• _Exercise_
Please count how many lines in the rows below contain the word "each", with case counting, and give only that number.

[Entries from a dataset]
# # # # # # #

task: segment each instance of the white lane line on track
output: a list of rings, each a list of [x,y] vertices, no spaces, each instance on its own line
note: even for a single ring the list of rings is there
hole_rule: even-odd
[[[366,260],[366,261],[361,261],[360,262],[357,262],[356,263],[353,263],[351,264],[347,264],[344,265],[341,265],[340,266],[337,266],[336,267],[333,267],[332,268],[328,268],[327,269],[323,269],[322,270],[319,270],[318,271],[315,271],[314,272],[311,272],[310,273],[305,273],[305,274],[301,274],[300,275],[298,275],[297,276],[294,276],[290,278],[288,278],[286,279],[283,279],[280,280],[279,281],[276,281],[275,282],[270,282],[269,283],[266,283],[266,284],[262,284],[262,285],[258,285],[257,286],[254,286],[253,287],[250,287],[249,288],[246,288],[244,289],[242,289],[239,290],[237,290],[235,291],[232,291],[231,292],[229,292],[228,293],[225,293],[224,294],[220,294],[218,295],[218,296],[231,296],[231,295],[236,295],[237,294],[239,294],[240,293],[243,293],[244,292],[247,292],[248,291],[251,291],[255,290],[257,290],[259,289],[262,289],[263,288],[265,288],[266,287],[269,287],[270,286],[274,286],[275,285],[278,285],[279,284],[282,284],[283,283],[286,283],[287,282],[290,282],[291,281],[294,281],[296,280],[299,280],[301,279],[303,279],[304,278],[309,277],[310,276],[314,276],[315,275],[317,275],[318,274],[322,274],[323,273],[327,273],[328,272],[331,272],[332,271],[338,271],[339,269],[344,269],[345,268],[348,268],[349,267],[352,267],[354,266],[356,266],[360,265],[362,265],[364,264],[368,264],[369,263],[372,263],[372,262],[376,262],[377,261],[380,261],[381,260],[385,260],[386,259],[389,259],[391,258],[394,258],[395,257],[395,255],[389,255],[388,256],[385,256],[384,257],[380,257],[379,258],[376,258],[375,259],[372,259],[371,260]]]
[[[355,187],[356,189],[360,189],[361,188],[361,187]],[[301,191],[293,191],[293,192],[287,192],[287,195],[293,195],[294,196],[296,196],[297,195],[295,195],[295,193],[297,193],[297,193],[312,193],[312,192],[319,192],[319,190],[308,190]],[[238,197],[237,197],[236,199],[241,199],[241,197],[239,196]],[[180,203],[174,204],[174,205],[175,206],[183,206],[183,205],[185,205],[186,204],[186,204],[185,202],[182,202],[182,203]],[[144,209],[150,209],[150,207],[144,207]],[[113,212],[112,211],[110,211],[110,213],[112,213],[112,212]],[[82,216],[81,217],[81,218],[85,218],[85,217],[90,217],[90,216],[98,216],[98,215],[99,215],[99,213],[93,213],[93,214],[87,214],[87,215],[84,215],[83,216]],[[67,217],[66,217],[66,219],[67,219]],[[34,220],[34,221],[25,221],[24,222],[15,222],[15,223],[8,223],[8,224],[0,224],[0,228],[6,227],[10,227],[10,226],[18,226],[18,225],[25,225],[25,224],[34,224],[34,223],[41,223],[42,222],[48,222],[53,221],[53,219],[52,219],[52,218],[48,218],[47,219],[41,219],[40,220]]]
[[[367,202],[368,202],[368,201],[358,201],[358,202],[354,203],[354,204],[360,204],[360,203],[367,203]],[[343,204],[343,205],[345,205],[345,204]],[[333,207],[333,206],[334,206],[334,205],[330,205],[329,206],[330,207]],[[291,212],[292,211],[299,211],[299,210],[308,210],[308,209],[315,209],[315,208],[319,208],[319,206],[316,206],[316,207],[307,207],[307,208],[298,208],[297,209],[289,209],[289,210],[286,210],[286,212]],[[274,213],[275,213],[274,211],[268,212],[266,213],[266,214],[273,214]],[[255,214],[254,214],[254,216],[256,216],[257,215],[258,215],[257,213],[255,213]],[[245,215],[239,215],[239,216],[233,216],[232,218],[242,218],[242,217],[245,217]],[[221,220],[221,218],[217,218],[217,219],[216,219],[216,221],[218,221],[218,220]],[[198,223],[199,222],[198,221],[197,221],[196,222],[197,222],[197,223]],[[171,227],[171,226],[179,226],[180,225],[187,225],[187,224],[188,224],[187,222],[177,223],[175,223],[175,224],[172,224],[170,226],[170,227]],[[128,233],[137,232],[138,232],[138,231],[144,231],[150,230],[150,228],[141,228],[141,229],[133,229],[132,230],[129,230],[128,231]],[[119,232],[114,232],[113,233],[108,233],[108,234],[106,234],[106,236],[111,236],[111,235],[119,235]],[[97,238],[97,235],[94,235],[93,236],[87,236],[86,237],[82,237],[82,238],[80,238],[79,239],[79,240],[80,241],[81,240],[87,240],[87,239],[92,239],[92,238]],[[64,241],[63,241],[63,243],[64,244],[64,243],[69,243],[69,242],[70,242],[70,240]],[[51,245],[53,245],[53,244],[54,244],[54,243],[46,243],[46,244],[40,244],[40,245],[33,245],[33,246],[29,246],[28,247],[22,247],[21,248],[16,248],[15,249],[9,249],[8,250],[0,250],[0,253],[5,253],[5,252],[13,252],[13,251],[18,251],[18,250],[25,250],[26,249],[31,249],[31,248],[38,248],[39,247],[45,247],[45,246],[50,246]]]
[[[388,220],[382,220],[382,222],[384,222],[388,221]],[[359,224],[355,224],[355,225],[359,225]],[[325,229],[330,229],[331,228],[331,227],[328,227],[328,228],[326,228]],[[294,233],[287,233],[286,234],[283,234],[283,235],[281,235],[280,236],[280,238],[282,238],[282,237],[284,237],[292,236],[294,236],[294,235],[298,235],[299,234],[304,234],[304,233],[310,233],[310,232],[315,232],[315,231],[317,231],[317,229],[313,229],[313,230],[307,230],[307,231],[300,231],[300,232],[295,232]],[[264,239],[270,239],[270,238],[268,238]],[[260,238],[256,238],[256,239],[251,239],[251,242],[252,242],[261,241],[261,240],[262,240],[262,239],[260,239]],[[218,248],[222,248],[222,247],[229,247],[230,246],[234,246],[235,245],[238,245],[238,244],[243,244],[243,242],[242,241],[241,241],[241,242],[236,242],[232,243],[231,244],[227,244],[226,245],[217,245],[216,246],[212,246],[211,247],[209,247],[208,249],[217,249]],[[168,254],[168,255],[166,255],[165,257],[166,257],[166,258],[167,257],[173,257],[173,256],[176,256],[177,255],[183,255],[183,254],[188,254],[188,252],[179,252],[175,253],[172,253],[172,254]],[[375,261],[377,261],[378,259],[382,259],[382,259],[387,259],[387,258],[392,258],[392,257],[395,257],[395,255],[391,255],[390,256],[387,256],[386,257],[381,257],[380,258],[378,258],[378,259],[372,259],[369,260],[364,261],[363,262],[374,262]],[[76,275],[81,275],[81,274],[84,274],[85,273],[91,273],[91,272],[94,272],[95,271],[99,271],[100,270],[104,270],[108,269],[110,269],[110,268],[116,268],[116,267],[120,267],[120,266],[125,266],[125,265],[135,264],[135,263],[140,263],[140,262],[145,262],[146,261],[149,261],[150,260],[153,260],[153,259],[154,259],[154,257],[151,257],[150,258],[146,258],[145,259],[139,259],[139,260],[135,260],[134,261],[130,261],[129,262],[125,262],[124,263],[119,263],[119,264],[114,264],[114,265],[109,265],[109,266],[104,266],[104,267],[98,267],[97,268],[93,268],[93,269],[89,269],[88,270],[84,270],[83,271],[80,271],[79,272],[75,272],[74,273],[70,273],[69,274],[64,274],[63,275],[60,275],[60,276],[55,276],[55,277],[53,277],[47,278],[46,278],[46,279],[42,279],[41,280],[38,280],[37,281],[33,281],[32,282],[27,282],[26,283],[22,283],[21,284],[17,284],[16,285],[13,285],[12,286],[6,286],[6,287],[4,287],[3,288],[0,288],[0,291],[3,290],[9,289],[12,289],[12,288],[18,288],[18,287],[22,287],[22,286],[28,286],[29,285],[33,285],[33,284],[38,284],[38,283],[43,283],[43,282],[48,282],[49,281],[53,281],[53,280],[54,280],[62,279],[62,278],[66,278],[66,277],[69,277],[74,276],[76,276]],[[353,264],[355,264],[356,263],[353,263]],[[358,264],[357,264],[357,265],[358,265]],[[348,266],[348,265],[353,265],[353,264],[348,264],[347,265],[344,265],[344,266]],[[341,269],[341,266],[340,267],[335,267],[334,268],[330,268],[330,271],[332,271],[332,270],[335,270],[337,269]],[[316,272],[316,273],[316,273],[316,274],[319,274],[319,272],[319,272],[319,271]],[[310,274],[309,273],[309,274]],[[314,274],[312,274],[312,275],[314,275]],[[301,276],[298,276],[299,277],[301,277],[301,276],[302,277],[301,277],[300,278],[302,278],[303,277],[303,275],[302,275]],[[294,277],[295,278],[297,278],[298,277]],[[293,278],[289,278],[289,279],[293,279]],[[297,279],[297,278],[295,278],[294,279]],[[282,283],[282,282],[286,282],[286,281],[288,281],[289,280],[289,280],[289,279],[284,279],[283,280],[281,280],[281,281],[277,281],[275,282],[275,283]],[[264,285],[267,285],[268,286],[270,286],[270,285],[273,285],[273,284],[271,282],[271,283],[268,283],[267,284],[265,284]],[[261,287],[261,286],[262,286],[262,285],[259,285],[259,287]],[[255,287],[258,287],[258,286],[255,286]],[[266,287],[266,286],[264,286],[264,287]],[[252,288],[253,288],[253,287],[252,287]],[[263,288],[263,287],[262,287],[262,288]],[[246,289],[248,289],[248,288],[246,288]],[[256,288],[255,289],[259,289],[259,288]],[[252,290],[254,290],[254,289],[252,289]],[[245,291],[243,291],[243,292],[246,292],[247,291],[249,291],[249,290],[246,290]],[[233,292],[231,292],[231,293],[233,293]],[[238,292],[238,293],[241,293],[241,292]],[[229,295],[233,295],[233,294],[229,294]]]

# # # # # # #

• _Response for this exercise_
2